• Task details
From the first line to the last, restate the data exactly, leaving out the images.

• Stored data entries
:::::

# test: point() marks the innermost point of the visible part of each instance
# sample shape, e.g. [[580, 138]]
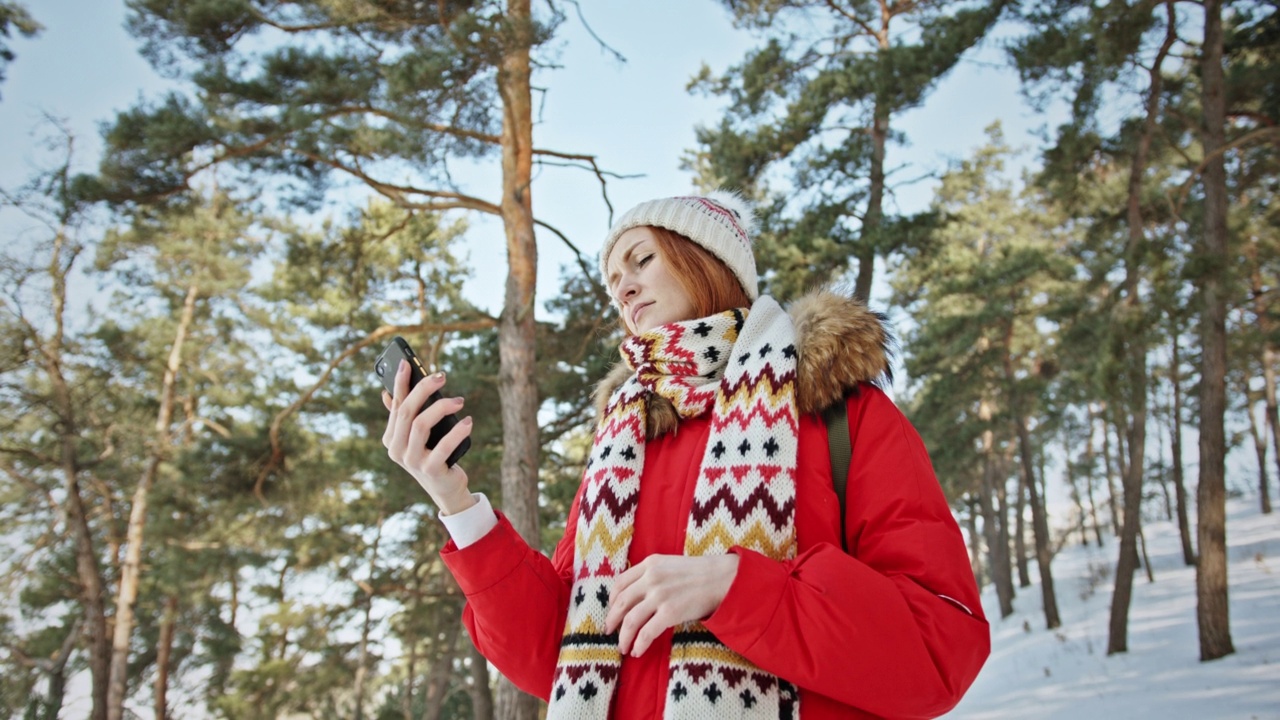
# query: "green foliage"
[[307, 91], [981, 290], [14, 17], [822, 103]]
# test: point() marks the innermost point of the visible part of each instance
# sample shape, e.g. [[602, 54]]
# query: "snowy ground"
[[1065, 673]]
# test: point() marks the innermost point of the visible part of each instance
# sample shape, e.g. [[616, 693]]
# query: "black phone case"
[[385, 368]]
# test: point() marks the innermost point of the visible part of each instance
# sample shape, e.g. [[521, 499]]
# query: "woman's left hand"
[[664, 591]]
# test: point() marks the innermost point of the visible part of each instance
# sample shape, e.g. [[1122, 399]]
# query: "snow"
[[1066, 673]]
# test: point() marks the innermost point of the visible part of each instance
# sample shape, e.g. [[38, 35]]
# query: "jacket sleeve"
[[895, 627], [517, 600]]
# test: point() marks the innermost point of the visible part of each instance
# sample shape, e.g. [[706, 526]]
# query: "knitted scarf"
[[741, 367]]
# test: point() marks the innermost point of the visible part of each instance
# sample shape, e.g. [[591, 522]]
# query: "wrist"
[[456, 502]]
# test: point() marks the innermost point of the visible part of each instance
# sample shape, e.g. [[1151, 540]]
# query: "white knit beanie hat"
[[722, 222]]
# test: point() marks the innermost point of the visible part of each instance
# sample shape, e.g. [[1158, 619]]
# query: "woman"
[[703, 572]]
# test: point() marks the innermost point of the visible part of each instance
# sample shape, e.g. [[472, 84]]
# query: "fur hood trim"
[[840, 341]]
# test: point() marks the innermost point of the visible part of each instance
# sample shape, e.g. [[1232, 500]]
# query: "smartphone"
[[385, 368]]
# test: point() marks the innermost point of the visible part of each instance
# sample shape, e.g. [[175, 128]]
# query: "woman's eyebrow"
[[622, 261]]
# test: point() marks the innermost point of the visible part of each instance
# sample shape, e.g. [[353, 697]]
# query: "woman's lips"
[[635, 314]]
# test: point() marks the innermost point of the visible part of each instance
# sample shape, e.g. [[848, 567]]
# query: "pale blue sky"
[[635, 117]]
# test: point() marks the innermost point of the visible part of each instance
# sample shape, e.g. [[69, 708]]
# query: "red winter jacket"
[[892, 628]]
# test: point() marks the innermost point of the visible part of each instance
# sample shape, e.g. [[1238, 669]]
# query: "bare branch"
[[277, 458], [581, 261], [592, 32], [851, 18], [1269, 133]]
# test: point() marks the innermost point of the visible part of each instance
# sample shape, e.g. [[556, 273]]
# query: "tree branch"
[[277, 456], [1258, 135]]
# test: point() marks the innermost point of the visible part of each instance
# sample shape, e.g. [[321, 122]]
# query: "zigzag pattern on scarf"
[[740, 369]]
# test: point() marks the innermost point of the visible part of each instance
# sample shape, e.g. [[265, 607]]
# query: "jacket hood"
[[840, 343]]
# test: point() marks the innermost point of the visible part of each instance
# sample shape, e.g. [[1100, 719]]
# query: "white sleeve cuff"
[[471, 524]]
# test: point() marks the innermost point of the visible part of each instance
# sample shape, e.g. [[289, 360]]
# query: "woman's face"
[[643, 285]]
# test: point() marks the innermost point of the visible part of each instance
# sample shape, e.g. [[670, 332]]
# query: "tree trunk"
[[366, 628], [973, 505], [481, 697], [1112, 495], [1078, 499], [1040, 531], [1269, 374], [407, 696], [131, 574], [91, 587], [997, 545], [1089, 456], [1133, 326], [1211, 596], [1260, 446], [1262, 313], [164, 651], [516, 331], [442, 669], [1040, 522], [1146, 559], [873, 218], [1024, 575], [1184, 527]]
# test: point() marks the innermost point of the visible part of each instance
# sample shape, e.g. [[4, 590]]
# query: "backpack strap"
[[836, 418]]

:::::

• Written solution
# test: point() marks the innermost point of the visible part of each instance
# sample shape, e.g. [[580, 138]]
# query: "green foliage"
[[307, 91], [981, 290], [14, 17], [822, 103]]
# test: point() marks the innermost point of the visible part of each instance
# sample shape, e.g. [[602, 54]]
# query: "snowy ground"
[[1065, 673]]
# test: point() marks the innermost point of the visible part of each instance
# sample shape, e.g. [[616, 693]]
# query: "black phone case"
[[385, 368]]
# test: point() marks the innermost point of the visible part of each instance
# sample shape, e.g. [[521, 499]]
# query: "woman's left hand"
[[664, 591]]
# test: point() marks the innermost point of the visible part of each instance
# sample shape, e.g. [[1122, 399]]
# query: "snow"
[[1066, 673]]
# test: point() marks the innermost point of the visible part of each instance
# sample shape, e.g. [[38, 35]]
# query: "jacket sleeve"
[[895, 627], [517, 600]]
# test: point() marks the innermost point of the visible part of each instance
# sample shape, e.g. [[706, 526]]
# query: "knitted scarf"
[[741, 367]]
# test: point() marks the innermost point of the visible part of each instance
# sample shape, e.g. [[591, 522]]
# query: "wrist"
[[456, 502]]
# test: point() marks the innermost point of the visible part of each instance
# sample shape, e.g. [[1151, 540]]
# query: "white knit beanie hat"
[[722, 222]]
# test: point() marks the innermost point of the visible part of each instance
# sample shape, e.g. [[1158, 619]]
# query: "woman"
[[703, 572]]
# test: point() marks the innermost point of the visible part of each instance
# sample shape, e.g. [[472, 84]]
# query: "fur hood trim"
[[840, 341]]
# test: point() marks the innermost point of the visible part of each instance
# sample shape, e.g. [[1232, 500]]
# query: "smartphone"
[[385, 368]]
# test: point() marks the innermost point of the visible part of each instance
# sample shape, e.g. [[175, 128]]
# query: "woman's eyebrow"
[[622, 261]]
# test: point() marks the innermost point of the visible part of each instance
# sample shape, e.g. [[353, 697]]
# query: "woman's lips"
[[635, 314]]
# test: point() marks the innermost point of the visible part of each instance
# sample shape, e.g. [[848, 567]]
# query: "pale blue sky"
[[635, 117]]
# test: point() marks the innermost point of the visible part of each instance
# sample shape, e.g. [[69, 708]]
# query: "red winter jacket"
[[892, 628]]
# test: point() marks the innermost point of the visible part of each instance
# sample shape, e.g. [[1238, 669]]
# query: "bare branch"
[[277, 458], [581, 261], [592, 32], [851, 18], [1269, 133]]
# test: point() marks the innermost point of the visible part of each instance
# sample shape, e.g. [[556, 273]]
# query: "tree branch"
[[277, 456], [1258, 135]]
# test: point() marks the innermost point of the visible part of each instance
# sample shape, e.g. [[321, 122]]
# query: "zigzag pattern on scarf"
[[740, 369]]
# test: point() marks the innermost point of the visible part of each instance
# sample shape, e.g. [[265, 607]]
# query: "jacket hood"
[[840, 343]]
# test: point() marks the innermost point of the visible part of each instance
# sample shape, e.g. [[1100, 719]]
# query: "white sleeve cuff"
[[471, 524]]
# test: point() marks the innermost point of the visible part of each instance
# sample shape, e.g. [[289, 360]]
# query: "woman's face"
[[643, 285]]
# test: point() marks the innermost point of the visible part of each instance
# sample shape, e.g. [[670, 332]]
# query: "tree trunk"
[[366, 628], [973, 505], [481, 697], [1112, 495], [1078, 499], [1040, 531], [1269, 374], [407, 696], [131, 574], [91, 587], [997, 545], [1089, 456], [1133, 326], [1211, 596], [1260, 446], [1262, 313], [164, 651], [516, 331], [442, 669], [1040, 522], [1146, 559], [873, 218], [1024, 575], [1184, 527]]
# test: point() marks the innermost point of the visible part of each instance
# sample shape, e.g. [[4, 590]]
# query: "backpack strap"
[[836, 418]]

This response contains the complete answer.